Отрывок со страницы |

---+---

Вскоре, однако, контакты Северянина с акмеистами прекратились. Слишком далеки были творческие принципы и взгляды на искусство. К тому же автора «Громокипящего кубка» ждала великая всероссийская слава. Прежние сподвижники по кружку Ego (Шершеневич, Ивнев, Иван Игнатьев и др.) опять составили его окружение. Георгий Иванов остался с Гумилевым. Этого Северянин ему не простил
[107].
В 1926 году он посвятил бывшему сподвижнику сонет:
Во дни военно-школьничьих погон
Уже он был двуликим и двуличным:
Большим льстецом и другом невеличным,
Коварный паж и верный эпигон.
Заканчивается сонет так: «Он выглядит «вполне под Гумилева», что попадает в глаз, минуя бровь…»

---+---

Задание a |
Перепишите строки списка от строки, содержащей «of the pedestrian», до конца списка включительно, заменив «innermost point» на «central point» и не меняя больше ничего.

Список для работы |
---+---

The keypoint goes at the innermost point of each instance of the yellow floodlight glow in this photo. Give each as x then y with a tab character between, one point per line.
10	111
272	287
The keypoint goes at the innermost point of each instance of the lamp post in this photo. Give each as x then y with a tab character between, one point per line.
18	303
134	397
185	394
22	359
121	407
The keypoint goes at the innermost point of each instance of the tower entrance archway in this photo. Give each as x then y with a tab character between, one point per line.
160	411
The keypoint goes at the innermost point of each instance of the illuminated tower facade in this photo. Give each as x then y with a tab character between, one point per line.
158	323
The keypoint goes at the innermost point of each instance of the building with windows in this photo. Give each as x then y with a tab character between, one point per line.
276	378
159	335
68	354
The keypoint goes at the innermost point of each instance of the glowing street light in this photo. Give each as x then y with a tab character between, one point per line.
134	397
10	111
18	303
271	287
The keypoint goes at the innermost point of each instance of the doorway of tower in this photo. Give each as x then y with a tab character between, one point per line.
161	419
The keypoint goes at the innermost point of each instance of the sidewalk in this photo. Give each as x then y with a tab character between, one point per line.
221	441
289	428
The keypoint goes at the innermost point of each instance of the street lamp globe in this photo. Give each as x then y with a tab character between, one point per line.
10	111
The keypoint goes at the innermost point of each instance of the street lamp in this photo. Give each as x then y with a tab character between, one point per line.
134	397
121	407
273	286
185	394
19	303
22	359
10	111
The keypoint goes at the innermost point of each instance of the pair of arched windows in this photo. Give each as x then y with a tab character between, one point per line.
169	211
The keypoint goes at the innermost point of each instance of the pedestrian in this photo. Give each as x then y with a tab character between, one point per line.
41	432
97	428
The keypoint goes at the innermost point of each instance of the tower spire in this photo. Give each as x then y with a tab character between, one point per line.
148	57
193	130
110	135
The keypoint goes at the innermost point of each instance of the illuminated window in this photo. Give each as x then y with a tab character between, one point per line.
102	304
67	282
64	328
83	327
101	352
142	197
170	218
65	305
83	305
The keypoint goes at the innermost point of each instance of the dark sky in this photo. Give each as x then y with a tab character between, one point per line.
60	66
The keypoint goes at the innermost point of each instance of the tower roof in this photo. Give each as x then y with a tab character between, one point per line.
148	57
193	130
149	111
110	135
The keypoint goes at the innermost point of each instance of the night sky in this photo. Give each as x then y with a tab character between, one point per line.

---+---

Задание b |
Определите, соответствуют ли отрывку о Северянине следующие утверждения: (i) Георгий Иванов остался с Гумилевым; (ii) сонет бывшему сподвижнику был посвящен в 1926 году; (iii) Северянин простил Георгию Иванову то, что тот остался с Гумилевым. На каждое ответьте «да» или «нет» и приведите точную цитату из отрывка, подтверждающую ответ.

Ответ к заданию a |
The keypoint goes at the central point of each instance of the pedestrian in this photo. Give each as x then y with a tab character between, one point per line.
41	432
97	428
The keypoint goes at the central point of each instance of the tower spire in this photo. Give each as x then y with a tab character between, one point per line.
148	57
193	130
110	135
The keypoint goes at the central point of each instance of the illuminated window in this photo. Give each as x then y with a tab character between, one point per line.
102	304
67	282
64	328
83	327
101	352
142	197
170	218
65	305
83	305
The keypoint goes at the central point of each instance of the dark sky in this photo. Give each as x then y with a tab character between, one point per line.
60	66
The keypoint goes at the central point of each instance of the tower roof in this photo. Give each as x then y with a tab character between, one point per line.
148	57
193	130
149	111
110	135
The keypoint goes at the central point of each instance of the night sky in this photo. Give each as x then y with a tab character between, one point per line.

Ответ к заданию b |
(i) Да: «Георгий Иванов остался с Гумилевым.»
(ii) Да: «В 1926 году он посвятил бывшему сподвижнику сонет».
(iii) Нет: «Этого Северянин ему не простил».